[TRECHO FORNECIDO]
▼

Primeira Poesia (tradução de Josely Vianna Baptista, 200 págs., R$ 35) – Reunião dos três primeiros livros de poesia de Borges, Primeira Poesia traz a influência que o escritor trouxe da vanguarda européia.

Muito antes de se tornar um dos nomes mais importantes da literatura latino-americana – e universal – Jorge Luis Borges foi um leitor. Não do tipo passivo, que simplesmente acompanha uma história. Borges conversava com seus livros. Como lembra o ensaísta Alberto Manguel, que durante a adolescência leu diversos livros para Borges (já sem enxergar por causa de uma doença genética), "ele interrompia, fazendo comentários sobre o texto a fim de (suponho) tomar notas em sua mente".

A obra completa dessa figura enigmática e labiríntica começa a ser relançada este mês pela Companhia das Letras. Quatro títulos já estão disponíveis: Primeira Poesia, que reúne os três primeiros livros de poesia do autor; O Livro dos Seres Imaginários; espécie de bestiário fantástico; a coletânea de ensaios Outras Inquisições; e os contos de Ficções. Ao todo serão 35 títulos reunidos em 28 volumes, que serão lançados até 2010.

Nascido em Buenos Aires, em 1899, o escritor foi primeiro alfabetizado em inglês pela avó paterna e, desde então, sempre nutriu grande fascínio pela literatura anglo-saxã, especialmente autores menos cultuados, como Rudyard Kipling (O Livro da Selva) e Stevenson (A Ilha do Tesouro). Apaixonado por livros, Borges acumulou ao longo da vida uma grande erudição, que fica evidente no jogo labiríntico de referências presente em seus escritos.

"Para ele, o sonho é ficção. O real é encarado por Borges como um emaranhado de sonhos. Seu estilo é sempre muito breve e objetivo, talvez por conta da doença que o deixou cego aos 55 anos. Isso fez com que passasse a ver as coisas de uma forma diferente, como se estivesse se lembrando delas", aponta Ivete Morosov, do Departamento de Letras da PUCPR.

▲

[DADOS LISTADOS]

▼

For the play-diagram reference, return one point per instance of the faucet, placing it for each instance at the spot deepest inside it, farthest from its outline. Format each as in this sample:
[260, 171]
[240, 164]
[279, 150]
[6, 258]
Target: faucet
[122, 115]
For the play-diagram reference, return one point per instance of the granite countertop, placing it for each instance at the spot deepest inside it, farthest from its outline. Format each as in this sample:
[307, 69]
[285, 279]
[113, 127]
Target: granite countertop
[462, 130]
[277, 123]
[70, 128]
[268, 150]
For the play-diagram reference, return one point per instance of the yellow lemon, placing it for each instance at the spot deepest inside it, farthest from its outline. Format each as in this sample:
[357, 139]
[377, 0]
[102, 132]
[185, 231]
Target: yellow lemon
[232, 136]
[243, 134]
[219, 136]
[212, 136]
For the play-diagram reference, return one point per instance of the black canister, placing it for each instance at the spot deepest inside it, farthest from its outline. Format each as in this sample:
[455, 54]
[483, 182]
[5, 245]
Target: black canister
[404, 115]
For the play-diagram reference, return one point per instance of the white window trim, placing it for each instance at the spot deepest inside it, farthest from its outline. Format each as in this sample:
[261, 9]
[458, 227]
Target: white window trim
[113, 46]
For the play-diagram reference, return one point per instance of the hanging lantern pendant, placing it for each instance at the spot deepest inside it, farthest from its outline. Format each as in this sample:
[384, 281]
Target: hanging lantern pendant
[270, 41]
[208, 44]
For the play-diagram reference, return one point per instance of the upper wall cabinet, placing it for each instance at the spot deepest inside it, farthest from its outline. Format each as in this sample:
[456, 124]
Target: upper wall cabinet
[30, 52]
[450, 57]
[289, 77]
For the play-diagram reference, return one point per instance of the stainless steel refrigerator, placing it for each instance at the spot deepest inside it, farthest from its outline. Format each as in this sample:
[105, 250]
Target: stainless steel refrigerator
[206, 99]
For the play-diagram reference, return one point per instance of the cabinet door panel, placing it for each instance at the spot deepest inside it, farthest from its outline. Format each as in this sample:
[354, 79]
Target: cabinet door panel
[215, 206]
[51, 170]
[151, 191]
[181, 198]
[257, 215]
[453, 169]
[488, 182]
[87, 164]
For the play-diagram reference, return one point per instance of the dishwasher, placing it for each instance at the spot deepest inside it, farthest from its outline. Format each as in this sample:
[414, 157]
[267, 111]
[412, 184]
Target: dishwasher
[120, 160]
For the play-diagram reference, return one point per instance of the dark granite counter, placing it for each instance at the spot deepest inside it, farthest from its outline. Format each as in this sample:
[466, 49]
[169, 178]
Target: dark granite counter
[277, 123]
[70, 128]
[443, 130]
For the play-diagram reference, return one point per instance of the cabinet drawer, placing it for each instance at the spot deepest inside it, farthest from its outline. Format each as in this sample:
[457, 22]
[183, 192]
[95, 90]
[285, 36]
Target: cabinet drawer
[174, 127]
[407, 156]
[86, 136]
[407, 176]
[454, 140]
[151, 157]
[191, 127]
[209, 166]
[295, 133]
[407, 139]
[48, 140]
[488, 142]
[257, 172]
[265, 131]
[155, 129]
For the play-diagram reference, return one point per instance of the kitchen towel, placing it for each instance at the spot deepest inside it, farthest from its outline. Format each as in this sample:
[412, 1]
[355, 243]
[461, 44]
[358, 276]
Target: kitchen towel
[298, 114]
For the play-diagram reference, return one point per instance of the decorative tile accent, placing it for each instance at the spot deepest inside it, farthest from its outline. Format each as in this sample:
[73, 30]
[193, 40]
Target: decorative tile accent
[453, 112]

▲

[TAREFA 1] No texto sobre Borges, quantos títulos a Companhia das Letras vai relançar e em quantos volumes?
[TAREFA 2] Prolongue o texto sobre Jorge Luis Borges, começando logo depois da fala de Ivete Morosov.

[RESPOSTA 1] Serão 35 títulos reunidos em 28 volumes.

[RESPOSTA 2]
Emaranhados de sonhos, labirintos e espelhos. A escrita de Borges é encarada por muitos leitores como um desafio. Cada conto, ensaio ou poema propõe uma espécie de jogo intelectual a ser decifrado. Esse talvez seja um dos motivos levou o escritor a ser considerado cerebral e "difícil".

Em um de seus contos mais conhecidos, "A Biblioteca de Babel", que faz parte do livro Ficções (1944), relançado esta semana, o autor constrói uma jornada metafísica para explicar a realidade como uma biblioteca sem fim, que abriga uma quantidade também infinita de livros, a maioria inúteis. Um dos bibliotecários, narrador do conto, explica que se supõem que cada volume contenha uma possibilidade de realidade, por isso a busca por alguém que consiga decifrar os volumes escritos em línguas desconhecidas.

"Borges parte de duas premissas: o caos no mundo e a irrealidade da literatura. Ele trabalha com uma constante troca entre ficção e realidade, ele recria o mundo. São essas mesclas, esses labirintos, que desafiam e, às vezes, confundem", explica Morosov.

O escritor derrubou as fronteiras dos gêneros literários, construindo contos que se aproximam de ensaios e preenchendo ficções com referências eruditas – muitas delas falsas, espécies de brincadeiras com o leitor. "Ele foi um revolucionário com respeito a linguagem literária. A linguagem era vista como um jogo, deixava o leitor sempre ativo", explica a professora Isabel Jasinski, da UFPR. "Através da linguagem, criou realidades imaginárias, em temas como o jogo, a memória, a reescrita da história e o mito".

Um leitor que interagia com seus livros e um escritor que exigia o mesmo de seus leitores. Borges influenciou toda uma geração de escritores, especialmente os ligados ao realismo fantástico dos anos 60, como Cortázar (com quem rompeu por divergências políticas), e Ernesto Sábato (O Túnel). Ainda hoje sua influência é sentida em escritores que buscar recriar a realidade, como seu conterrâneo César Aira (As Noites em Flores).

As reedições da Companhia das Letras contam com uma equipe consagrada de tradutores, como a paranaense Josely Vianna Baptista e Davi Arriguci Jr. Os próximos títulos a serem lançados serão O Aleph, O Fazedor e Atlas. A editora pretende lançar os títulos também em edição de bolso, ainda sem data definida. Uma forma de levar o universo do autor em pequenos formatos. Bem ao gosto de Borges.